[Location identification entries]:
########
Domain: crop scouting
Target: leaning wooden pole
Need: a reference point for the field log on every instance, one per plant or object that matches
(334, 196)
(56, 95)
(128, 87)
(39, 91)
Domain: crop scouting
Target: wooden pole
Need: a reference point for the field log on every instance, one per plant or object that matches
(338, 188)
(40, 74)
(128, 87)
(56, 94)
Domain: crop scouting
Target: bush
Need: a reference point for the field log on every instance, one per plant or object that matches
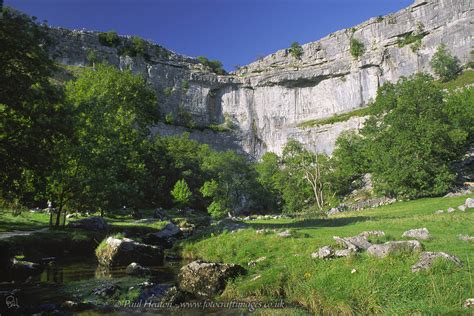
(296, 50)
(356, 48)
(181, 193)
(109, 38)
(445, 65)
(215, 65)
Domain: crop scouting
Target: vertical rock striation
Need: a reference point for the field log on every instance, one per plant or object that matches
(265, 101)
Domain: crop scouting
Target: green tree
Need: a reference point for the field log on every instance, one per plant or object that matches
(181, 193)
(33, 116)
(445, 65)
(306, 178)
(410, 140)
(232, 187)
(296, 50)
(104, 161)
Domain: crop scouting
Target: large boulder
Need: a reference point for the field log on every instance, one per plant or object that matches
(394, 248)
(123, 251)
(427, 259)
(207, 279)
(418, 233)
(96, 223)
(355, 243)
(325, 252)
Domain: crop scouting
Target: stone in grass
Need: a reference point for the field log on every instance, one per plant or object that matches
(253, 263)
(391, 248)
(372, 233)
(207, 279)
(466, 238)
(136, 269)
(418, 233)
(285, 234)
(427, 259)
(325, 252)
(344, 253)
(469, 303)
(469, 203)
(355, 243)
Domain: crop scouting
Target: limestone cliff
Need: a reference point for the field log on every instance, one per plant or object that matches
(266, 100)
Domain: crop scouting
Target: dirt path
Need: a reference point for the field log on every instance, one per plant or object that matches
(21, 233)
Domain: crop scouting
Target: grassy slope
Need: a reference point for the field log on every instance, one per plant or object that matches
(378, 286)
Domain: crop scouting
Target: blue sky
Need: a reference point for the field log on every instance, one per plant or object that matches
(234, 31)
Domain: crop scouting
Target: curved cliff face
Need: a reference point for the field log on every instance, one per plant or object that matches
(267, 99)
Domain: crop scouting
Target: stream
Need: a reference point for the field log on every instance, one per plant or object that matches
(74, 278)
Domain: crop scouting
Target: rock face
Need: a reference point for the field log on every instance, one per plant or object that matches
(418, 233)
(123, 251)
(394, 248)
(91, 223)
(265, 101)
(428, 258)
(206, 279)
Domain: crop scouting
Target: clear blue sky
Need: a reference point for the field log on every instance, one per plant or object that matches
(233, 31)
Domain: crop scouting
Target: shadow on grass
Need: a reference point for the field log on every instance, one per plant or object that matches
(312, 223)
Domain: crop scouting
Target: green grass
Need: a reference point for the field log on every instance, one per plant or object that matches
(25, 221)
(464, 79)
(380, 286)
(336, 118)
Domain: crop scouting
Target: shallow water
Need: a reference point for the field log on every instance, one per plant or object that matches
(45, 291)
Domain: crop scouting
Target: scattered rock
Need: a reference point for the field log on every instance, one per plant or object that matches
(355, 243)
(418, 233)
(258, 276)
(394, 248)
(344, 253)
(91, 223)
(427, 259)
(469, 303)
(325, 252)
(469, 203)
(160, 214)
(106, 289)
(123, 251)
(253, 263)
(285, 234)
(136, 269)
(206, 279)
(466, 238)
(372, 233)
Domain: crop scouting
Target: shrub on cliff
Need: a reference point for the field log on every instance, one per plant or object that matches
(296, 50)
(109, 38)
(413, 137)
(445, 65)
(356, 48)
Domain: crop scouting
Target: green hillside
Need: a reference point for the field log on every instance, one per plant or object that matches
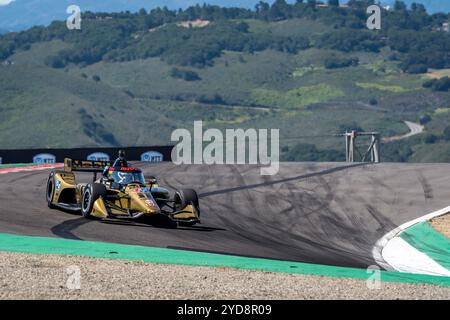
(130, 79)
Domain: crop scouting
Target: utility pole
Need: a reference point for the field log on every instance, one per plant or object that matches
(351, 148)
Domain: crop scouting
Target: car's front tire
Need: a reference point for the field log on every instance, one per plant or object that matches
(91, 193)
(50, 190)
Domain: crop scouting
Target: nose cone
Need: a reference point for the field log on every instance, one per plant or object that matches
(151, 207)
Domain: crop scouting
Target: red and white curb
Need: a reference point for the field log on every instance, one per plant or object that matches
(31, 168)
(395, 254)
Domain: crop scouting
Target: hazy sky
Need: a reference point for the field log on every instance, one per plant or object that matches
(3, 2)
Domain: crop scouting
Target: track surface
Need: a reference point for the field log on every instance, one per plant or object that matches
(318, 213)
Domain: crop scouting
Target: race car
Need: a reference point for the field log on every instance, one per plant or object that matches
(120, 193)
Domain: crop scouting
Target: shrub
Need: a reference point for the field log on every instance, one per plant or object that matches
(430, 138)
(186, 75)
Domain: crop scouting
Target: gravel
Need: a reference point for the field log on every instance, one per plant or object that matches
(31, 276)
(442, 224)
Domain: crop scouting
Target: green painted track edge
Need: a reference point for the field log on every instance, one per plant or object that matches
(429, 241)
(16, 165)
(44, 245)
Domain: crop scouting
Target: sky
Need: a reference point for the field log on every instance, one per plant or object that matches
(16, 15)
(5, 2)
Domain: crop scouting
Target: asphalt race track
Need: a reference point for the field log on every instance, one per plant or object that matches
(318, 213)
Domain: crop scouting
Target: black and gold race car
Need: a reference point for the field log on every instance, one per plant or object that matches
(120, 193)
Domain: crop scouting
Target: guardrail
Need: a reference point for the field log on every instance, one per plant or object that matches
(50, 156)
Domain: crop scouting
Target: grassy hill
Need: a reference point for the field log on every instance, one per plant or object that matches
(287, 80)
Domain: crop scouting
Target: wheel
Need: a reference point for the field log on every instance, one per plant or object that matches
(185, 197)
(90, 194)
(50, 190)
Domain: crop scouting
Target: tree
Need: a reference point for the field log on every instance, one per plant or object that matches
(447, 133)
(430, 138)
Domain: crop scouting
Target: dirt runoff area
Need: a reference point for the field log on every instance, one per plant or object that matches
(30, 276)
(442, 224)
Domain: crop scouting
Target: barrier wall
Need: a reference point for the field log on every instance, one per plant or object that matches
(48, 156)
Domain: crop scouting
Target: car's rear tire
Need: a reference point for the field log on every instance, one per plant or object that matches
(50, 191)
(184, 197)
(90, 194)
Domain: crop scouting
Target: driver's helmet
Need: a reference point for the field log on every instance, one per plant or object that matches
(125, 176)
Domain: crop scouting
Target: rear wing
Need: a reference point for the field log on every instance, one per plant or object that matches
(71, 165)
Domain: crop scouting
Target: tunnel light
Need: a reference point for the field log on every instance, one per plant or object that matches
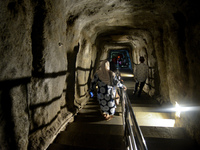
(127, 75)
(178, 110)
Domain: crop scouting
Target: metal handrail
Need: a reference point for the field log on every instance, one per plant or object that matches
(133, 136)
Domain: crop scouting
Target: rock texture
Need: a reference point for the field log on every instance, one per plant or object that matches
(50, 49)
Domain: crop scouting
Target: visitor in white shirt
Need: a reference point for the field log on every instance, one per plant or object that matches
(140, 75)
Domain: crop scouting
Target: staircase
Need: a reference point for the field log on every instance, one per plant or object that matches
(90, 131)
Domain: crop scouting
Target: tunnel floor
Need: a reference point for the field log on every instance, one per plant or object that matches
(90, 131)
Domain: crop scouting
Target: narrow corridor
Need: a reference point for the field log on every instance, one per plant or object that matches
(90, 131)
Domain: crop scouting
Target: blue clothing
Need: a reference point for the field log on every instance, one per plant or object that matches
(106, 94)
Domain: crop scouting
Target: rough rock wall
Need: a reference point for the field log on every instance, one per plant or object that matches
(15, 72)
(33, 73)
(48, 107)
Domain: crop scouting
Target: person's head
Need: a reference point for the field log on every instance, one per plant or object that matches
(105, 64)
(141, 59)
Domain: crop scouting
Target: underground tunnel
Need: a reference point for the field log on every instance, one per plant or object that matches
########
[Exercise task]: Pick out and copy every line of the data above that contains the word "grassy".

[Task solution]:
Target: grassy slope
Target: grassy hill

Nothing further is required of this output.